→ **EXERCISE DETAILS**
Each entry should appear in the answer exactly as written.

RECORDS TO USE below:

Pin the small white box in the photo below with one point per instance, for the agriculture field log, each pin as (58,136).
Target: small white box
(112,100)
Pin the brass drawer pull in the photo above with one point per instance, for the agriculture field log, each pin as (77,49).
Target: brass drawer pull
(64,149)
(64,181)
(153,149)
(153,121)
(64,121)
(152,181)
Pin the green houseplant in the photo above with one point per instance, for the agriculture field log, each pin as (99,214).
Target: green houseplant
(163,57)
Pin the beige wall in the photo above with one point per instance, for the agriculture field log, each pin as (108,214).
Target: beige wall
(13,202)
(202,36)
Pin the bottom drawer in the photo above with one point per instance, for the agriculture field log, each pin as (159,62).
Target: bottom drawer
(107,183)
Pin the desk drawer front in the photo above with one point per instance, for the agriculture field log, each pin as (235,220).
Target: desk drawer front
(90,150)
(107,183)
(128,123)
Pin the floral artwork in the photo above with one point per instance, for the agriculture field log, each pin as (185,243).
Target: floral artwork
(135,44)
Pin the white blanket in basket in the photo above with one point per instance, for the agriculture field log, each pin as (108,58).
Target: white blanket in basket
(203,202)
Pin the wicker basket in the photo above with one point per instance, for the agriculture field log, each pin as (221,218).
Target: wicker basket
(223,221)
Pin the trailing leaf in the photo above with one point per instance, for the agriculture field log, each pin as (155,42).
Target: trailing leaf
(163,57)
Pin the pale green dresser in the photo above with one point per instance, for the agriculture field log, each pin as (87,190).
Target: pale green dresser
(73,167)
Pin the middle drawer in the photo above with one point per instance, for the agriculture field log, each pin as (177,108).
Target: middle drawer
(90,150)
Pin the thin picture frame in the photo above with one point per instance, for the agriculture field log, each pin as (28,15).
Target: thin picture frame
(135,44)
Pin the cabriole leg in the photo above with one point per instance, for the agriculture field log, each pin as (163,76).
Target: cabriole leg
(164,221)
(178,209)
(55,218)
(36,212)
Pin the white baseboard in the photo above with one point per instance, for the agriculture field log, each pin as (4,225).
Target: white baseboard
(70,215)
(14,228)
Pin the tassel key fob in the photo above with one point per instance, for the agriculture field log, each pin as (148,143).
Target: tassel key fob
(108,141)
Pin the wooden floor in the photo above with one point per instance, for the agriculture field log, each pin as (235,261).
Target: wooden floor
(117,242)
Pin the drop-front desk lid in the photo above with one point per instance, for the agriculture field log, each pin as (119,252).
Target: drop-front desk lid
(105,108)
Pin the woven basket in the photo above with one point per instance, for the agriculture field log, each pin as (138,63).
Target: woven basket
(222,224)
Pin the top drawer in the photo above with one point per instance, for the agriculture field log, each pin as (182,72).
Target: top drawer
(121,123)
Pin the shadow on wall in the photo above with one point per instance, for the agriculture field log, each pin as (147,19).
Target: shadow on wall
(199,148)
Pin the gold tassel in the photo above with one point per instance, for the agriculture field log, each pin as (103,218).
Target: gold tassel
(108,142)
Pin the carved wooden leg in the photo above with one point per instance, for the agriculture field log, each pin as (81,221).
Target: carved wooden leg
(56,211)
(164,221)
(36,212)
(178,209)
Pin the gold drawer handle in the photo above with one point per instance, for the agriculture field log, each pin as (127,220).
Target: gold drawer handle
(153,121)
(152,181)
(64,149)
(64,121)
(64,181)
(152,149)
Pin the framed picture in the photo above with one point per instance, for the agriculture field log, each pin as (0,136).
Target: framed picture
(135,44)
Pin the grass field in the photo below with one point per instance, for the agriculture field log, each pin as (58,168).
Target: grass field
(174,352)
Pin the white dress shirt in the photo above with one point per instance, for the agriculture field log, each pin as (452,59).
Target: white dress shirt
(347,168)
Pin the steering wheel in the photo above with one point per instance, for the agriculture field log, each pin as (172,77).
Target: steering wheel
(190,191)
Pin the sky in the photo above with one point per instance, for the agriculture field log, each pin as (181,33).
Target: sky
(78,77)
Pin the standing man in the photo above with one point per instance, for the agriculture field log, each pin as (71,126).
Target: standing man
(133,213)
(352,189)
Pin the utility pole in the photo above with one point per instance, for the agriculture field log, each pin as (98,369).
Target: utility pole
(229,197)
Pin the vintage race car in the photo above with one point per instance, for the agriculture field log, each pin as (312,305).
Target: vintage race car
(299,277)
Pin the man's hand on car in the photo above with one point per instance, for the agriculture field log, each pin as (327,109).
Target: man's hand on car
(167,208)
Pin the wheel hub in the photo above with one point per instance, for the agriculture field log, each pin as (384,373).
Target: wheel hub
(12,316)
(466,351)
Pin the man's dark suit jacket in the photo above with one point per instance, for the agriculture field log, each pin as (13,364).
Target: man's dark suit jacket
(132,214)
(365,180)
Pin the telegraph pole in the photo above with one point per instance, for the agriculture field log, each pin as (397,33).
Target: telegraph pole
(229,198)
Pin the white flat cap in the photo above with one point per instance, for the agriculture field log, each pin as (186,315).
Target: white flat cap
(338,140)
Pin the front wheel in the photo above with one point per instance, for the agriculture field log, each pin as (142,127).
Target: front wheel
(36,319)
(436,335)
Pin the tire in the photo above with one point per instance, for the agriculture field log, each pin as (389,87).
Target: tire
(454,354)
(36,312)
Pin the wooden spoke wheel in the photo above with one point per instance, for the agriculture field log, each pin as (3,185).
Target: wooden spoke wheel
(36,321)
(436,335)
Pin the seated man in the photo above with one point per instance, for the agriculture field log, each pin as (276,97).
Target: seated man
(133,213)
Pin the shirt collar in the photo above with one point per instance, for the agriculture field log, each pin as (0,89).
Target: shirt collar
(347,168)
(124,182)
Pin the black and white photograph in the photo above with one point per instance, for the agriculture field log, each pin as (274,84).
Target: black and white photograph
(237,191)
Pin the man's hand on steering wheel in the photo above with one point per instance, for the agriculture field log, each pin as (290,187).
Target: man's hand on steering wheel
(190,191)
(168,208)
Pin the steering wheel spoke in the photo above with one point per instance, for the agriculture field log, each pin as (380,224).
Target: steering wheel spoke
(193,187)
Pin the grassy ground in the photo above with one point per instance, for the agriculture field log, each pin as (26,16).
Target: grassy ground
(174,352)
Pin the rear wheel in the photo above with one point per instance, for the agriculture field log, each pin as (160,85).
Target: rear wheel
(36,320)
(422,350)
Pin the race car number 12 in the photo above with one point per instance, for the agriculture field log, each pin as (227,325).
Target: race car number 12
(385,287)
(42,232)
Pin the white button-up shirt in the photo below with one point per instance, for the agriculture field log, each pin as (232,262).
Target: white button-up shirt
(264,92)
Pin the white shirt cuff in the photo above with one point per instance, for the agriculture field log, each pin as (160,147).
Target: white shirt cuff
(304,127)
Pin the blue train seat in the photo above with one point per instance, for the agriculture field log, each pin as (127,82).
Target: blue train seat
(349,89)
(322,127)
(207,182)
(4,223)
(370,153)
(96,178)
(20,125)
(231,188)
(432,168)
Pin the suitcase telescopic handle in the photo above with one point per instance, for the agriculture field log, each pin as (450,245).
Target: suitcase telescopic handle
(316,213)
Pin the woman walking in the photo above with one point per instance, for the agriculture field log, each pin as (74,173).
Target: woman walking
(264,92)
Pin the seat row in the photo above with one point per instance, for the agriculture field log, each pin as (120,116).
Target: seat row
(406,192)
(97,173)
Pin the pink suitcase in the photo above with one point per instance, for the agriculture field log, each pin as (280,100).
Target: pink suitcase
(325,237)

End of RECORDS TO USE.

→ **OUTPUT FOR THIS EXERCISE**
Pin the small white box in the photo below with one point per instance, for the agriculture field log, each pin as (58,136).
Target: small white box
(112,100)
Pin the brass drawer pull in the photo above with one point per instance, for the agriculture field log, each pin as (77,49).
Target: brass drawer pull
(64,149)
(64,181)
(153,149)
(153,121)
(64,121)
(152,181)
Pin the green houseplant in the photo above with one point per instance, for the agriculture field log, each pin as (99,214).
Target: green houseplant
(163,57)
Pin the beige wall in the photo above with one point per instance, for the agriculture field log, each pin as (108,214).
Target: beige wall
(13,202)
(202,36)
Pin the bottom drawer in the photo above with one point per instance, for the agriculture field log, each pin as (159,62).
Target: bottom drawer
(107,183)
Pin the desk drawer front in the photo above with one point per instance, for the agriculture field log, each pin as (235,220).
Target: desk drawer front
(90,150)
(107,183)
(128,123)
Pin the floral artwork in the photo above with one point per instance, for the agriculture field log, each pin as (185,243).
Target: floral artwork
(135,44)
Pin the white blanket in basket in the photo above with one point per instance, for the agriculture field log, each pin as (108,58).
Target: white blanket in basket
(203,202)
Pin the wicker basket in the photo above with one point per instance, for the agriculture field log, each pin as (221,218).
Target: wicker basket
(223,221)
Pin the trailing leaf in the photo above with one point per instance, for the agriculture field log, each pin as (155,42).
Target: trailing leaf
(163,57)
Pin the pale green dresser in the photo above with one point per instance, for the agriculture field log, each pin as (87,190).
Target: pale green dresser
(73,167)
Pin the middle drawer in the photo above with one point per instance, for the agriculture field log, each pin as (177,108).
Target: middle drawer
(90,150)
Pin the thin picture frame in the photo above with one point per instance, for the agriculture field log, each pin as (28,15).
Target: thin picture frame
(135,44)
Pin the cabriole leg in the photo above with one point per instance, for the agriculture field log, each pin as (163,76).
Target: cabriole leg
(164,221)
(178,209)
(55,218)
(36,212)
Pin the white baseboard in the photo above with one point per instance, for the agriculture field log, each pin as (4,225).
Target: white baseboard
(70,215)
(14,228)
Pin the tassel key fob in the photo above with one point per instance, for the agriculture field log, each pin as (148,143).
Target: tassel key fob
(108,141)
Pin the wooden floor in the photo above with one point per instance, for the agriculture field log, each pin as (235,261).
Target: wooden floor
(117,242)
Pin the drop-front desk lid in the photo above with one point per instance, for the agriculture field log, each pin as (119,252).
Target: drop-front desk lid
(105,108)
Pin the woven basket in the photo above with one point per instance, for the agriculture field log, each pin as (138,63).
Target: woven basket
(222,224)
Pin the top drawer in the photo above with one point per instance, for the agriculture field log, each pin as (182,72).
Target: top drawer
(121,123)
Pin the shadow on wall in the photo above with one point per instance, for the agriculture field log, each pin as (147,19).
Target: shadow on wall
(199,148)
Pin the gold tassel in the photo above with one point per instance, for the agriculture field log, each pin as (103,218).
Target: gold tassel
(108,142)
Pin the carved wooden leg in the photo above with one point per instance, for the agriculture field log, each pin as (81,221).
Target: carved wooden leg
(56,211)
(164,221)
(36,212)
(178,209)
Pin the gold drawer handle in the photo above with one point per instance, for the agriculture field log, each pin as (127,220).
Target: gold drawer handle
(153,121)
(152,181)
(64,149)
(64,121)
(64,181)
(152,149)
Pin the framed picture in the photo above with one point per instance, for the agriculture field log, each pin as (0,136).
Target: framed picture
(135,44)
Pin the grass field in the photo below with one point per instance, for the agriculture field log, each pin as (58,168).
Target: grass field
(174,352)
Pin the white dress shirt in the photo above with one point per instance, for the agriculture field log, each pin as (452,59).
Target: white dress shirt
(347,168)
Pin the steering wheel in the photo above with one point per instance, for the agriculture field log, each pin as (172,77).
Target: steering wheel
(190,191)
Pin the sky in the photo above with one point per instance, for the agriculture field log, each pin as (181,33).
Target: sky
(78,77)
Pin the standing man in the photo above with one point per instance, for the agriculture field log, each pin as (71,126).
Target: standing man
(133,213)
(352,189)
Pin the utility pole in the photo above with one point per instance, for the agriculture field log, each pin as (98,369).
Target: utility pole
(229,197)
Pin the vintage race car in the photo above with one point per instance, for the agriculture field log, each pin as (312,305).
Target: vintage race car
(299,277)
Pin the man's hand on car in the photo above with one point per instance, for the agriculture field log, each pin as (327,109).
Target: man's hand on car
(167,208)
Pin the wheel hub in the photo above with one point per instance, for the agriculture field log, each pin as (384,373).
Target: wheel hub
(12,316)
(466,351)
Pin the man's dark suit jacket in the photo above with one point per instance, for the agriculture field log, each pin as (13,364).
Target: man's dark suit jacket
(132,214)
(365,180)
Pin the telegraph pole in the photo above with one point per instance, for the agriculture field log, each pin as (397,33).
Target: telegraph pole
(229,198)
Pin the white flat cap in the photo above with one point per instance, for the agriculture field log, each pin as (186,315).
Target: white flat cap
(338,140)
Pin the front wheel in the photo above with one point per instance, for the agriculture field log, each pin as (142,127).
Target: front wheel
(36,319)
(436,335)
Pin the tire in the photo above with one point per instance, for the agriculture field log, each pin as (389,87).
Target: tire
(454,354)
(36,312)
Pin the wooden spoke wheel in the photo above with one point per instance, for the agriculture field log, each pin as (3,185).
Target: wooden spoke wheel
(36,321)
(436,335)
Pin the seated man in the photo above with one point per instance, for the agriculture field log, each pin as (276,97).
Target: seated man
(133,213)
Pin the shirt collar in the photo above with one point per instance, for the agriculture field log, each pin as (0,89).
Target: shirt collar
(347,168)
(124,182)
Pin the black and white photograph in the photo above with one point per instance, for the agriculture field log, each pin as (274,84).
Target: black and white photograph
(237,191)
Pin the man's hand on steering wheel in the photo above with one point per instance, for the agriculture field log, each pin as (290,187).
Target: man's hand on steering wheel
(190,191)
(168,208)
Pin the steering wheel spoke in the photo above with one point per instance, for the agriculture field log, each pin as (380,224).
Target: steering wheel spoke
(193,187)
Pin the grassy ground in the photo above with one point per instance, for the agriculture field log, each pin as (26,16).
Target: grassy ground
(174,352)
Pin the rear wheel in the photo above with one point per instance, for the agriculture field log, each pin as (160,85).
Target: rear wheel
(36,320)
(422,350)
Pin the race car number 12 in the photo above with one point per instance, for the agriculture field log, each pin as (227,325).
Target: race car number 12
(385,287)
(42,232)
Pin the white button-up shirt in the photo below with one point per instance, for the agriculture field log, each pin as (232,262).
Target: white button-up shirt
(264,92)
Pin the white shirt cuff in the photo above with one point per instance, for the agriculture field log, each pin as (160,147).
Target: white shirt cuff
(304,127)
Pin the blue train seat in the photo above with one point per instance, for the agriculture field log, each pin as (127,82).
Target: blue train seat
(349,89)
(322,127)
(207,182)
(4,223)
(370,153)
(96,178)
(20,125)
(231,188)
(432,168)
Pin the suitcase telescopic handle in the photo above with one point per instance, for the agriculture field log, each pin as (450,245).
Target: suitcase telescopic handle
(316,213)
Pin the woman walking in the photo above with one point per instance, for the agriculture field log, each pin as (74,173).
Target: woman walking
(264,92)
Pin the seat row in the photo above with one point per instance, for the agriculture field log, each pin as (120,116).
Target: seat row
(406,192)
(97,173)
Pin the pink suitcase in the photo above with one point per instance, for the agriculture field log, each pin as (280,100).
Target: pink suitcase
(325,237)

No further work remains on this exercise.